- **Directive**
Repeat each line of the material exactly.

----

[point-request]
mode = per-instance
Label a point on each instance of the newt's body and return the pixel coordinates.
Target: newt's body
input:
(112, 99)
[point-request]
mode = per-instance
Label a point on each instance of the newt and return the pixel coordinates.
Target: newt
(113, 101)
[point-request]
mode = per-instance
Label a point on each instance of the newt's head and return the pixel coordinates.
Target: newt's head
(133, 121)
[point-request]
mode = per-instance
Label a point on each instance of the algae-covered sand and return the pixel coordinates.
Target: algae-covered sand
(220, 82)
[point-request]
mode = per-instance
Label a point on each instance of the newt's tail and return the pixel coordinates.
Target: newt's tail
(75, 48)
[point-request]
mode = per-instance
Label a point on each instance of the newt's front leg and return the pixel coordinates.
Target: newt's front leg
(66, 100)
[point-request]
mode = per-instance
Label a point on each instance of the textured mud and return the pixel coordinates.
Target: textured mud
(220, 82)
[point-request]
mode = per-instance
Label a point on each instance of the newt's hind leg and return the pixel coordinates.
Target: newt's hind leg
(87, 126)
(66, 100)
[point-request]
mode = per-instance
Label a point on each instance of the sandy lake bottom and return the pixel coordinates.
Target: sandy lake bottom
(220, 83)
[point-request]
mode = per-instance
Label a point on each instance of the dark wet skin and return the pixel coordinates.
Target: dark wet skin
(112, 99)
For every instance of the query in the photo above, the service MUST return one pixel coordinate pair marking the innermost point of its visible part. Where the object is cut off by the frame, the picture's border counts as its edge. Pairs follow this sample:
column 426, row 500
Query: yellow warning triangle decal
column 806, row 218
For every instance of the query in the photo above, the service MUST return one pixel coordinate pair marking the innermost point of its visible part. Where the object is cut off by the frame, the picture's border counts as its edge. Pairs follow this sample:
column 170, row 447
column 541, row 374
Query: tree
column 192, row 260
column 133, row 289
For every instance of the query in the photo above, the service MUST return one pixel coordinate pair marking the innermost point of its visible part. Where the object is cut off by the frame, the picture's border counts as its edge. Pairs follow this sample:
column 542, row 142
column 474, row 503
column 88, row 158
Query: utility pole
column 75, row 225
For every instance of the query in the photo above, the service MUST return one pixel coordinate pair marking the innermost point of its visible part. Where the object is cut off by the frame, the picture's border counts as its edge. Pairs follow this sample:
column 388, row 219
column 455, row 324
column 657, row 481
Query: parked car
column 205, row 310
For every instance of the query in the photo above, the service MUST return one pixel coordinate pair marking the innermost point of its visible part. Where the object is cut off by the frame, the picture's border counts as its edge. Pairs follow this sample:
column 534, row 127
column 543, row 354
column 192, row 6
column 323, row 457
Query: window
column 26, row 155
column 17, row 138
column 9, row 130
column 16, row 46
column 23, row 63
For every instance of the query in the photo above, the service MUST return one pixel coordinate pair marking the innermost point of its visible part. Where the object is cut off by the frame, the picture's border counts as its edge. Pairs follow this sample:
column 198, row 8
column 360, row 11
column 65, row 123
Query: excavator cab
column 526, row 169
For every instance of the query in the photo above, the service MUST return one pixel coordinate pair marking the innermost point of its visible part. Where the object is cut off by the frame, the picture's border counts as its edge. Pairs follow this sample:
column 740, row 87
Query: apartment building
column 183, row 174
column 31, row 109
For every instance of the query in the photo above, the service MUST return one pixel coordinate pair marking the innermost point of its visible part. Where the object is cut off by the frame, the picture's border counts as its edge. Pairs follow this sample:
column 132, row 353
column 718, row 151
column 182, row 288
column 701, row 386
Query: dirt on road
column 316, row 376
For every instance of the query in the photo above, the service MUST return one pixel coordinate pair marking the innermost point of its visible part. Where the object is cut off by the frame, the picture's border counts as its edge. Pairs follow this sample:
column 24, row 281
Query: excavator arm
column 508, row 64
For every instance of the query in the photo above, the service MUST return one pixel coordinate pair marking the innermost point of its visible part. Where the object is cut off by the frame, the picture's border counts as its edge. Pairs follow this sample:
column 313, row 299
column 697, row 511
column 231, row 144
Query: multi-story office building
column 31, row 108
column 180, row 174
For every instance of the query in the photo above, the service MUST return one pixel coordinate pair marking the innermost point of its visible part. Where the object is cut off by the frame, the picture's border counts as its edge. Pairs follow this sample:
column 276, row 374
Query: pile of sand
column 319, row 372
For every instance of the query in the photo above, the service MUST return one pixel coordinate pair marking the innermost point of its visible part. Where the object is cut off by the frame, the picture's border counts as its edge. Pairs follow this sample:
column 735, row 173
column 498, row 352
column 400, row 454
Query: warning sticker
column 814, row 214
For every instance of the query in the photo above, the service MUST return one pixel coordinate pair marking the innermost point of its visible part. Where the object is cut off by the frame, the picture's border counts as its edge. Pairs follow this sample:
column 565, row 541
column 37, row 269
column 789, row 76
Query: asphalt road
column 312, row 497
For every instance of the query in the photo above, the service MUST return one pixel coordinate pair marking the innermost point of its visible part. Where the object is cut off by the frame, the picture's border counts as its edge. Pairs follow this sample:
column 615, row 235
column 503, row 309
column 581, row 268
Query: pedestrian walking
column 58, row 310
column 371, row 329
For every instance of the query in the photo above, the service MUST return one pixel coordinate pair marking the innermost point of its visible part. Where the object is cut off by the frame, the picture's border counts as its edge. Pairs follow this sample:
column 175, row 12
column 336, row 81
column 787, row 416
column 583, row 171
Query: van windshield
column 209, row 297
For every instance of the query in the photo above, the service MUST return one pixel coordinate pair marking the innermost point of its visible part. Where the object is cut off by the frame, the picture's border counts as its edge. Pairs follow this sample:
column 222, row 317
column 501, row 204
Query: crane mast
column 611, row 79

----

- **Solution**
[point-request]
mode = per-instance
Label a point on each instance of the newt's body and return the pixel coordinates.
Target: newt's body
input:
(112, 99)
[point-request]
mode = per-instance
Label a point on each instance of the newt and return the pixel coordinates.
Target: newt
(113, 101)
[point-request]
mode = per-instance
Label a point on each instance of the newt's head and return the pixel coordinates.
Target: newt's head
(133, 121)
[point-request]
mode = per-instance
Label a point on each instance of the algae-covered sand and return the pixel coordinates.
Target: algae-covered sand
(220, 82)
[point-request]
mode = per-instance
Label a point on each instance of the newt's tail and return the pixel coordinates.
Target: newt's tail
(75, 48)
[point-request]
mode = per-instance
Label a point on each instance of the newt's front leg and return the pixel coordinates.
Target: newt's front leg
(66, 100)
[point-request]
mode = per-instance
Label a point on each instance of the textured mud and return the pixel coordinates.
Target: textured mud
(220, 82)
[point-request]
mode = per-instance
Label a point on each instance of the newt's hind leg and return the pixel coordinates.
Target: newt's hind leg
(87, 126)
(66, 100)
[point-request]
mode = per-instance
Label a point on each instance of the sandy lake bottom and return the pixel coordinates.
Target: sandy lake bottom
(220, 83)
[point-request]
mode = per-instance
Label a point on each instance of the dark wet skin and return the pixel coordinates.
Target: dark wet skin
(112, 99)
For every instance of the query in the photo above, the service MUST return one pixel coordinate pair marking the innermost point of its visible part. Where the object is cut off by the frame, the picture's border counts as its edge. Pairs follow this sample:
column 426, row 500
Query: yellow warning triangle decal
column 806, row 218
For every instance of the query in the photo above, the service MUST return one pixel coordinate pair marking the innermost point of its visible part. Where the object is cut off by the frame, the picture's border counts as its edge. Pairs follow this sample:
column 170, row 447
column 541, row 374
Query: tree
column 192, row 260
column 133, row 289
For every instance of the query in the photo above, the service MUST return one pixel coordinate pair marking the innermost point of its visible part. Where the object is cut off by the frame, the picture's border counts as its edge. Pairs follow this sample:
column 542, row 142
column 474, row 503
column 88, row 158
Query: utility pole
column 75, row 225
For every instance of the query in the photo above, the service MUST return one pixel coordinate pair marking the innermost point of its visible part. Where the object is cut off by the frame, the picture's border counts as its edge. Pairs follow this sample:
column 388, row 219
column 455, row 324
column 657, row 481
Query: parked car
column 205, row 310
For every instance of the query in the photo above, the service MUST return one pixel coordinate pair marking the innermost point of its visible part. Where the object is cut off by the frame, the picture's border counts as its edge. Pairs follow this sample:
column 534, row 127
column 543, row 354
column 192, row 6
column 323, row 457
Query: window
column 26, row 155
column 17, row 138
column 9, row 130
column 16, row 46
column 23, row 63
For every instance of the query in the photo above, the service MUST return one pixel coordinate pair marking the innermost point of its visible part. Where the object is cut off by the frame, the picture's border counts as its edge. Pairs follow this sample:
column 198, row 8
column 360, row 11
column 65, row 123
Query: excavator cab
column 526, row 169
For every instance of the query in the photo above, the service MUST return one pixel coordinate pair marking the innermost point of its visible part. Where the object is cut off by the frame, the picture's border counts as its edge. Pairs follow this sample:
column 740, row 87
Query: apartment building
column 183, row 174
column 31, row 109
For every instance of the query in the photo above, the service MUST return one pixel coordinate pair marking the innermost point of its visible part. Where the object is cut off by the frame, the picture's border counts as its edge. Pairs follow this sample:
column 132, row 353
column 718, row 151
column 182, row 288
column 701, row 386
Query: dirt on road
column 316, row 376
For every instance of the query in the photo above, the service MUST return one pixel coordinate pair marking the innermost point of its visible part. Where the object is cut off by the frame, the picture's border counts as its edge. Pairs follow this sample:
column 24, row 281
Query: excavator arm
column 508, row 64
For every instance of the query in the photo above, the service MUST return one pixel coordinate pair marking the innermost point of its visible part. Where the object is cut off by the frame, the picture's border counts as its edge. Pairs follow this sample:
column 313, row 299
column 697, row 511
column 231, row 144
Query: multi-story office building
column 31, row 108
column 180, row 174
For every instance of the query in the photo above, the service MUST return one pixel coordinate pair marking the innermost point of its visible part. Where the object is cut off by the frame, the picture's border counts as its edge. Pairs follow this sample:
column 276, row 374
Query: pile of sand
column 319, row 372
For every instance of the query in the photo above, the service MUST return one pixel coordinate pair marking the innermost point of its visible part. Where the object is cut off by the frame, the picture's border counts as its edge. Pairs follow this sample:
column 735, row 173
column 498, row 352
column 400, row 454
Query: warning sticker
column 814, row 214
For every instance of the query in the photo above, the service MUST return one pixel coordinate pair marking the innermost point of its visible part. Where the object is cut off by the frame, the picture's border counts as its edge. Pairs follow this sample:
column 565, row 541
column 37, row 269
column 789, row 76
Query: asphalt road
column 312, row 497
For every instance of the query in the photo above, the service MUST return one pixel coordinate pair marking the innermost point of its visible part. Where the object is cut off by the frame, the picture's border counts as its edge. Pairs follow this sample:
column 615, row 235
column 503, row 309
column 581, row 268
Query: pedestrian walking
column 58, row 310
column 371, row 329
For every instance of the query in the photo above, the service MUST return one pixel coordinate pair marking the innermost point of its visible part. Where the object is cut off by the frame, the picture's border counts as its edge. Pairs follow this sample:
column 175, row 12
column 336, row 81
column 787, row 416
column 583, row 171
Query: van windshield
column 209, row 297
For every instance of the query in the photo above, the service MUST return one pixel coordinate pair marking the innermost point of its visible part. Where the object is cut off by the frame, the picture's border counts as its edge. Pairs follow this sample:
column 222, row 317
column 501, row 204
Query: crane mast
column 611, row 79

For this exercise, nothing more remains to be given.